_What is being asked:_
Copy the lines running from the one that contains "of the tree" to the end of the entries below, exactly and with no pictures.

_Provided data:_
Segment Open
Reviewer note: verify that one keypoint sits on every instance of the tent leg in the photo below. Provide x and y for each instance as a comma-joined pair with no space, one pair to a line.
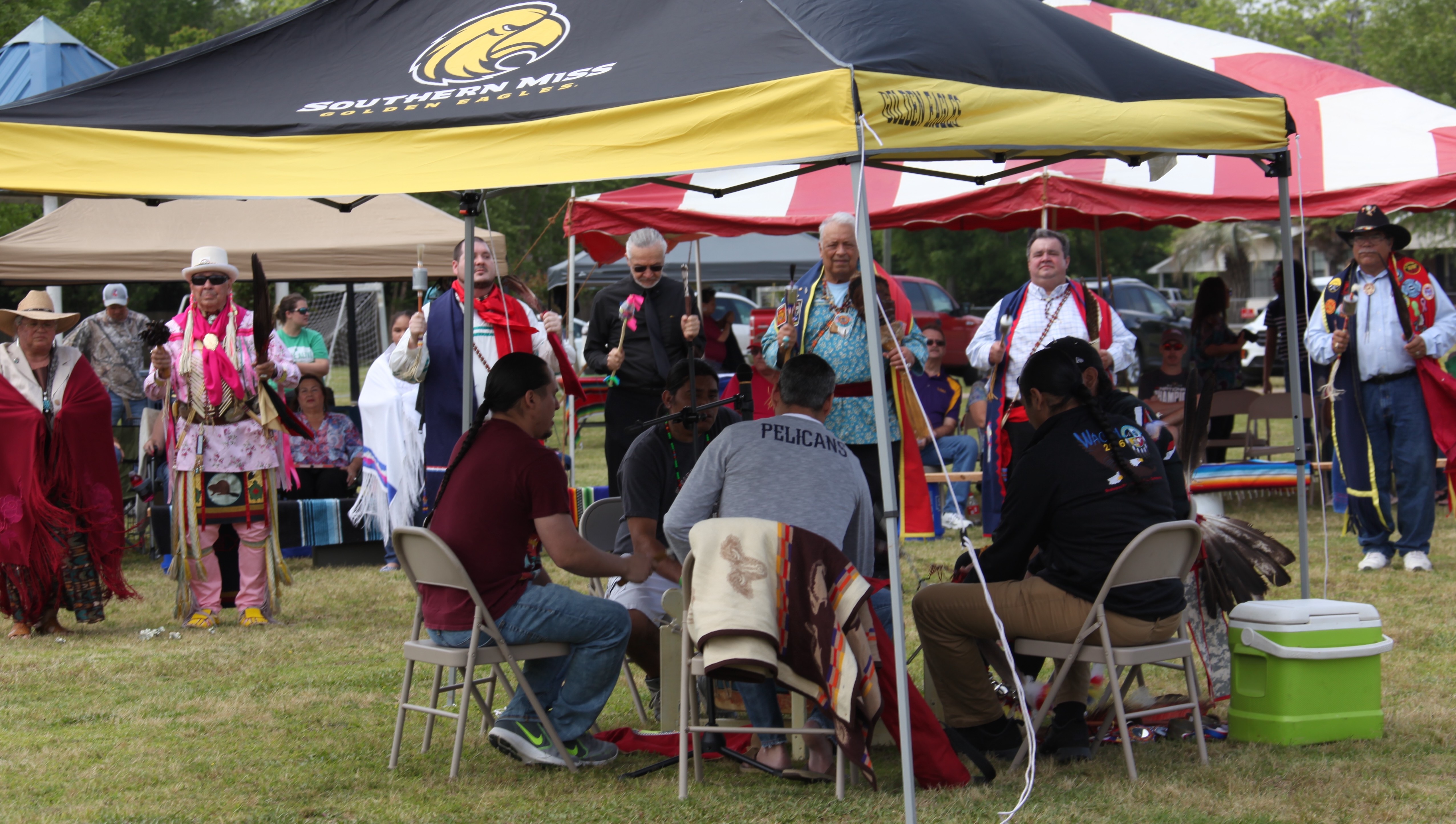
887,475
355,343
1292,376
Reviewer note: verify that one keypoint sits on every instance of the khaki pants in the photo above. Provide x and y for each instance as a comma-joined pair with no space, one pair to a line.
953,619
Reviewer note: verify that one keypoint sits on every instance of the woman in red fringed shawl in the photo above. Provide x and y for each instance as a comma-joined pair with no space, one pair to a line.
60,493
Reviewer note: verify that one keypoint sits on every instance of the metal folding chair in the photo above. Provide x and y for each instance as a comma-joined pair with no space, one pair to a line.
1160,552
426,560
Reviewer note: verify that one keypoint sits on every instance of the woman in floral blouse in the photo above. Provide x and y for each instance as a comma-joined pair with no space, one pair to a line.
330,464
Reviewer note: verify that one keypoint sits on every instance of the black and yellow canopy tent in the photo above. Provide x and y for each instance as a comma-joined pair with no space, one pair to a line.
373,97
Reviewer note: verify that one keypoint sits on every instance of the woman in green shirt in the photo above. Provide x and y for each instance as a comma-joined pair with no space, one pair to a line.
306,346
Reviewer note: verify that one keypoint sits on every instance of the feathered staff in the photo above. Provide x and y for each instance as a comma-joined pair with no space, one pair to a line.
1240,561
627,311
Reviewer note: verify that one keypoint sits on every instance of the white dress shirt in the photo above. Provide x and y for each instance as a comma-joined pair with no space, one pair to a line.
1037,312
1378,328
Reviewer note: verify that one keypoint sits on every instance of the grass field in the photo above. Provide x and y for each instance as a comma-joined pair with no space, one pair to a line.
293,724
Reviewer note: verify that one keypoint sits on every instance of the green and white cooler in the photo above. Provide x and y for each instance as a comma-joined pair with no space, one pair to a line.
1305,672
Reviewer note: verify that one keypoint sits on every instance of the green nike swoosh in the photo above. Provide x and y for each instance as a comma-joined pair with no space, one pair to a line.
536,740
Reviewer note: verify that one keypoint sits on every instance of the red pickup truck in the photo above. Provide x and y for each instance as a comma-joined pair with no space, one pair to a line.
930,302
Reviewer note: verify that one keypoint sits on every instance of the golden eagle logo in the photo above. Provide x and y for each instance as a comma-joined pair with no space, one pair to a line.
493,44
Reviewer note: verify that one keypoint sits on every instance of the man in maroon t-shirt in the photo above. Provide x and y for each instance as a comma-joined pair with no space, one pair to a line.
504,500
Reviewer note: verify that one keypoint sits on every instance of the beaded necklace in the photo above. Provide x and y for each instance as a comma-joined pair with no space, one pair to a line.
672,445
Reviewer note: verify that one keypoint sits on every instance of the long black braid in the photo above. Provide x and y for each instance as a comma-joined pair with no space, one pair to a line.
1056,373
510,379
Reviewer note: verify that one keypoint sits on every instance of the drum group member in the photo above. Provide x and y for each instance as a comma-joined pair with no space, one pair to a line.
60,500
831,324
330,462
1046,308
1382,408
1085,485
657,335
433,353
794,471
653,472
225,464
501,502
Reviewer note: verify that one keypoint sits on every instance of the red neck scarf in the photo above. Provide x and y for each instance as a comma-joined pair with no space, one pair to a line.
506,315
218,366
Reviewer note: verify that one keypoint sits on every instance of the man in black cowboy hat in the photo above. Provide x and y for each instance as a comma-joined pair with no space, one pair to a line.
1382,418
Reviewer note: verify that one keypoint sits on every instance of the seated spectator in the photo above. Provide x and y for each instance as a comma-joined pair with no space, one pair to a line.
654,469
794,471
941,398
1164,389
717,330
1080,493
306,346
330,464
501,500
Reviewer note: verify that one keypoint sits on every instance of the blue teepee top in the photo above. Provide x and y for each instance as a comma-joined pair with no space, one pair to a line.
46,57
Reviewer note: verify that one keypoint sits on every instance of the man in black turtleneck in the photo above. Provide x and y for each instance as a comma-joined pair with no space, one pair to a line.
646,356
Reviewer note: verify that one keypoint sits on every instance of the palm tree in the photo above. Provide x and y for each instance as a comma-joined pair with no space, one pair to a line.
1231,242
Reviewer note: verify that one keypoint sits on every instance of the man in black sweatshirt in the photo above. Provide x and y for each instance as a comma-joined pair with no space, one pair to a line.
643,359
1087,485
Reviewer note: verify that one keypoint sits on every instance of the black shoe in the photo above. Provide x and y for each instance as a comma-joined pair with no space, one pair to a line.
999,739
1068,740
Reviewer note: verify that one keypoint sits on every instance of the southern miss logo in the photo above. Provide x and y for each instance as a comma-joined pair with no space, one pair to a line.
493,44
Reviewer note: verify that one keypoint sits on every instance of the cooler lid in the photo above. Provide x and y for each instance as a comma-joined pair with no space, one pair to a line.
1305,612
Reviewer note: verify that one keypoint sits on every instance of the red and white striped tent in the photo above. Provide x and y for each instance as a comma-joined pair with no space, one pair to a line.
1360,142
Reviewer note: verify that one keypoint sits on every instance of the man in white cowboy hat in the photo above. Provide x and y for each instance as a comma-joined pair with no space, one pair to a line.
226,466
60,498
1384,405
111,341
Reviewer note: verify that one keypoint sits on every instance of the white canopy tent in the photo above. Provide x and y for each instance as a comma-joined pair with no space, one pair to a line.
127,241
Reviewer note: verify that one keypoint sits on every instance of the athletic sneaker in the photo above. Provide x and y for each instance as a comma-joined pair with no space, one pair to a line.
592,752
1417,561
526,742
954,523
1375,561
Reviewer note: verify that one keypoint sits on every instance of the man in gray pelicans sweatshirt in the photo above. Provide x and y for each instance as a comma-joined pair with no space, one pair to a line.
788,469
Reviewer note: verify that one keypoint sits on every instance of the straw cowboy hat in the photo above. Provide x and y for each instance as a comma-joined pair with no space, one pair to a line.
37,306
1371,219
210,260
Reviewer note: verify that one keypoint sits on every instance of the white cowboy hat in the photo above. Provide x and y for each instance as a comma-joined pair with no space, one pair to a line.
37,306
210,260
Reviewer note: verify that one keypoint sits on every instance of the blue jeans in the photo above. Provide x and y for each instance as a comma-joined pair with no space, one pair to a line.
573,688
124,410
960,453
762,702
1401,445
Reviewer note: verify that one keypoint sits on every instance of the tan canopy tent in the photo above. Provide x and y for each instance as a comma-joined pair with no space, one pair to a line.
127,241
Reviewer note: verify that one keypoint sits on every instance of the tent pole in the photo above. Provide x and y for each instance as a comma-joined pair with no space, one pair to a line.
1292,376
355,344
571,337
887,475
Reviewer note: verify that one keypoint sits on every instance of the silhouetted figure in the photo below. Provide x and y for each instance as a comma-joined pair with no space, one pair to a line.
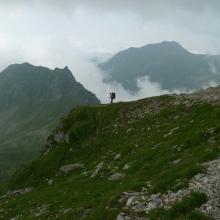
112,96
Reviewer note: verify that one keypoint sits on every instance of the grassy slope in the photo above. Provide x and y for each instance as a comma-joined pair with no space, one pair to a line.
140,132
32,100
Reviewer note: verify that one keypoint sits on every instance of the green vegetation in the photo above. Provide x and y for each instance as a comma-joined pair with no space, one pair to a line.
182,210
166,63
32,100
149,135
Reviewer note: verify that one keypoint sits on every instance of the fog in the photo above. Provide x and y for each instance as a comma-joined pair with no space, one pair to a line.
73,33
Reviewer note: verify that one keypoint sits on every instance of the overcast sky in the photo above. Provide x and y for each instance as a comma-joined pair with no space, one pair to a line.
69,33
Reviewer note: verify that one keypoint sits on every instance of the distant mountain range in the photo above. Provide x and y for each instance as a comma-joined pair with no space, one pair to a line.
32,100
167,63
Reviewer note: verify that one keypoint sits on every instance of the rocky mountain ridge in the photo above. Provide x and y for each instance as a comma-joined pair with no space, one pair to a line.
156,158
32,100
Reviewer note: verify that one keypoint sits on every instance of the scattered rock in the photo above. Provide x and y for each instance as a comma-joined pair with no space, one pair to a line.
126,166
50,182
116,176
97,170
176,161
117,156
207,183
71,167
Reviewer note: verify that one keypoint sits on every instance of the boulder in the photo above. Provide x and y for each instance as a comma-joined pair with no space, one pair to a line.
71,167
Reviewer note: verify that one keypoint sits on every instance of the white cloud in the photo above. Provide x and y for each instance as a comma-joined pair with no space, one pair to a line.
69,33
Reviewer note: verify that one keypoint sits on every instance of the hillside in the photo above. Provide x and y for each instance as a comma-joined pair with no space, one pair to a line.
167,63
156,158
32,100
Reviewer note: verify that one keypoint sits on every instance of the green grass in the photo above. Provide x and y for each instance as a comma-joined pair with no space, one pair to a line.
97,134
186,209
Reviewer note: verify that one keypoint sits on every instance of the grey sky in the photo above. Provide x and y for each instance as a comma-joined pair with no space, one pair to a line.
64,32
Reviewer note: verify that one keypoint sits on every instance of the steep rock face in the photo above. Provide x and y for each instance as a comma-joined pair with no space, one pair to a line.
166,63
125,161
32,100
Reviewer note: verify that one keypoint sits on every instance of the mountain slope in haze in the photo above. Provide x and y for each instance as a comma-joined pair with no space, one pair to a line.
123,161
167,63
32,99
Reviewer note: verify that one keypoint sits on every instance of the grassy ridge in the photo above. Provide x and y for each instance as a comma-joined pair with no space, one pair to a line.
149,135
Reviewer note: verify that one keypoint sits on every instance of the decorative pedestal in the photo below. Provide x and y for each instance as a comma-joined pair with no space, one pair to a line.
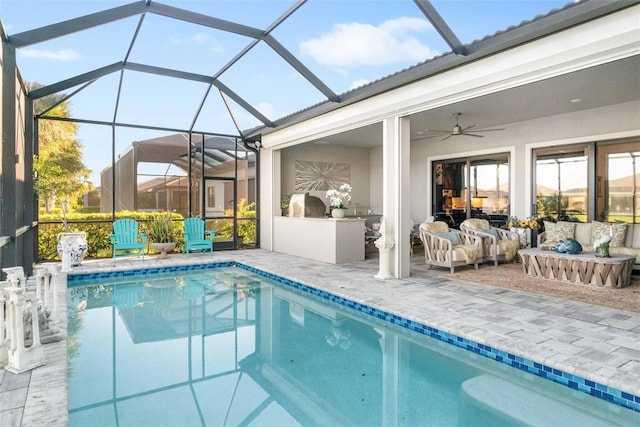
384,245
21,358
72,247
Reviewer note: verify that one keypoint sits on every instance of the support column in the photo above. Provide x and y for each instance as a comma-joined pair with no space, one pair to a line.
396,190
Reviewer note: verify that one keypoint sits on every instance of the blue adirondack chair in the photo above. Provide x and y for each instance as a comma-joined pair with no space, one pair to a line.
126,238
195,236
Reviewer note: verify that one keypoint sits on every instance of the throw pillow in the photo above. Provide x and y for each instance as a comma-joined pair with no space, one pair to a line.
557,231
617,231
452,236
493,232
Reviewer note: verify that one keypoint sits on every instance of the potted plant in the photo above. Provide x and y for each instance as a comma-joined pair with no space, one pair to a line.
338,200
162,233
284,204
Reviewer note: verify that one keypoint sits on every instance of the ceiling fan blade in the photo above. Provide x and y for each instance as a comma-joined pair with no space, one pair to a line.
488,130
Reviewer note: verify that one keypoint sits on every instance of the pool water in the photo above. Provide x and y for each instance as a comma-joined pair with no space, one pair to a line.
229,347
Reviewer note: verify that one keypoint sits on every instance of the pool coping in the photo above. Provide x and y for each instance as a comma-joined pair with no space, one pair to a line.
356,282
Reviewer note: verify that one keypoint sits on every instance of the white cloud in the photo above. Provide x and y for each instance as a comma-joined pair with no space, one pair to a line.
353,45
199,39
58,55
358,83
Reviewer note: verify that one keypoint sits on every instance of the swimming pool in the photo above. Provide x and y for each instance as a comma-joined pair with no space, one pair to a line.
229,346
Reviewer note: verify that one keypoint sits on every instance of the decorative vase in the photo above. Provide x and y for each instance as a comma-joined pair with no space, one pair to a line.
338,212
602,250
73,243
524,236
163,248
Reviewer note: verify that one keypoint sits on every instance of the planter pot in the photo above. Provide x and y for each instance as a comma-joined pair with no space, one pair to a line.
163,248
73,244
338,213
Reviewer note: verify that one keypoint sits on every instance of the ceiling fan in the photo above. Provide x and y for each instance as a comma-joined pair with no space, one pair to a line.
459,130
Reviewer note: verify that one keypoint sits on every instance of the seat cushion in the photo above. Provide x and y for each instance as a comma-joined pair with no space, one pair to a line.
435,227
467,253
493,232
452,236
617,231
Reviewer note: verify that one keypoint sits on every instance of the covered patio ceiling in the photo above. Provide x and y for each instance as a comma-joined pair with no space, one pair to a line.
130,74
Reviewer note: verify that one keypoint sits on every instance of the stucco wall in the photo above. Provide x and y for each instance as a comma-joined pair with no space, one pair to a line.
357,158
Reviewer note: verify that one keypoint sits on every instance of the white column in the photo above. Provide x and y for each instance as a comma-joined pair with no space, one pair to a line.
269,194
5,338
396,190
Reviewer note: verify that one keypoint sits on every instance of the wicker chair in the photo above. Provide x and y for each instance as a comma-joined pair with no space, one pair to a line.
449,248
497,244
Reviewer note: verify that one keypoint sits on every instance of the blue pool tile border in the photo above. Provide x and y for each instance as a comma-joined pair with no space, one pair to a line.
575,382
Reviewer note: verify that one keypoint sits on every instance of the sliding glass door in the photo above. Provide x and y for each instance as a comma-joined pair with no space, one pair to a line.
475,187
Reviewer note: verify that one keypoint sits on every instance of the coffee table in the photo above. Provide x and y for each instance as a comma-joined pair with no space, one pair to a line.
584,268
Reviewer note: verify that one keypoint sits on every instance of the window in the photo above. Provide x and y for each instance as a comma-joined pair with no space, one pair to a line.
475,187
618,182
562,184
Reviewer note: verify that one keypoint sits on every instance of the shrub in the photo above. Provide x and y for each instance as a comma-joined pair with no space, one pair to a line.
97,228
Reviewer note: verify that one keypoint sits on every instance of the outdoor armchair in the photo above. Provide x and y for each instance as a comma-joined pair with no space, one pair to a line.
126,239
446,247
497,244
196,238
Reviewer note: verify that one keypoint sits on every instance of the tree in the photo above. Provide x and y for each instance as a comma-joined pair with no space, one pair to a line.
60,175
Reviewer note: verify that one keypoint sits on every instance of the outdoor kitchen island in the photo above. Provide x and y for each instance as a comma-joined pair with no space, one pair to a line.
334,240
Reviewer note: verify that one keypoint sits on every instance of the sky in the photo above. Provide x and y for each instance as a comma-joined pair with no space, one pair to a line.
345,43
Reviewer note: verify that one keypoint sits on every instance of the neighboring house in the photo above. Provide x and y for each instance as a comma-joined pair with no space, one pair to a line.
170,191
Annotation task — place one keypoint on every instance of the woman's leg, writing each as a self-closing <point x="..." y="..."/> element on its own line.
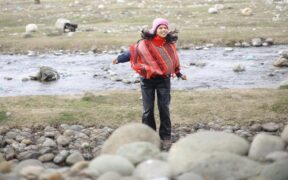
Segment Closed
_Finished task:_
Reviewer note: verify that one keypoint sits on every instance of the tree in the photo above. Provide x and y for each instance as a comma-joined pair with no space, one pair to a line.
60,175
Reviewer note: verify that one keypoint sits on every instance of the outdoor kitchen island in the photo above. Provide x and y for each instance as a comma-joined pair with no space, one pair to a line.
334,240
Reviewer note: verify that one keypoint sits on every instance of the sky in the photo above. Provide x and y for each instance as a comma-joined pair with no space, one pair to a line.
345,43
Reviewer note: verify that one keypoint sits on every instance of the neighboring house in the photo above. Provide x and y for each instance as a comma-joined pair with no space, one pair to a line.
170,191
Annotation task — place one keypoint on every instance of the woman's leg, writing each as a self-closing <point x="..." y="..."/> element on its own line.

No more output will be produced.